» DO THIS
Collect every row below that contains the word "ridge", and copy each of those rows in full.

» SOURCE DATA
━━━

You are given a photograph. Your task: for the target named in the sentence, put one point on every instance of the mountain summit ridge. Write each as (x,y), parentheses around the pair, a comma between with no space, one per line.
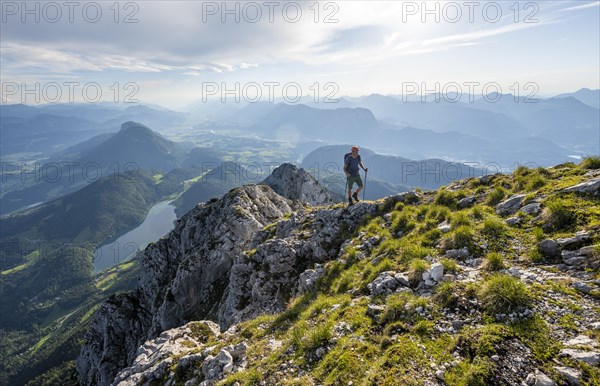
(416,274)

━━━

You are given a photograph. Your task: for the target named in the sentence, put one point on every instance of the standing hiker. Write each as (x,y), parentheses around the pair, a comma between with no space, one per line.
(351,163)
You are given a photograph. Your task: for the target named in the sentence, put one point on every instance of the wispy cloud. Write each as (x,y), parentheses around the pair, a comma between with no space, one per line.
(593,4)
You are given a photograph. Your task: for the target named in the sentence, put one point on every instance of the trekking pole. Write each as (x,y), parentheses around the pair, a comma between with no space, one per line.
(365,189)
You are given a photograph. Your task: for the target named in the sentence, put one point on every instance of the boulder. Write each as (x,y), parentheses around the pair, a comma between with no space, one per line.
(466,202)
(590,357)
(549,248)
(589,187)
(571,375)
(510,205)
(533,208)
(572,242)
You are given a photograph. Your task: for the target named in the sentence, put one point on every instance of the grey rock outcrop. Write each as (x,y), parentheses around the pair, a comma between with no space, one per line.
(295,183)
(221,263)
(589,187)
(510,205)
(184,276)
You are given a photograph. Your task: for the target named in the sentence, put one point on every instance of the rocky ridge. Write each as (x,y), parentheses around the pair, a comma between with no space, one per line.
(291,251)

━━━

» SOLVED EXERCISE
You are given a photograph. Your task: for the target named in the sentence, put one point on every instance of the mountain summit ridge. Write each as (x,y), parentheses around the pair, a comma between with no space, one per line.
You are given a photograph. Your task: for the target named in the sentence, put one point on every instance of the rocky ridge. Write each as (x,y), parentheses around the pair, a comma between with no space, one per line.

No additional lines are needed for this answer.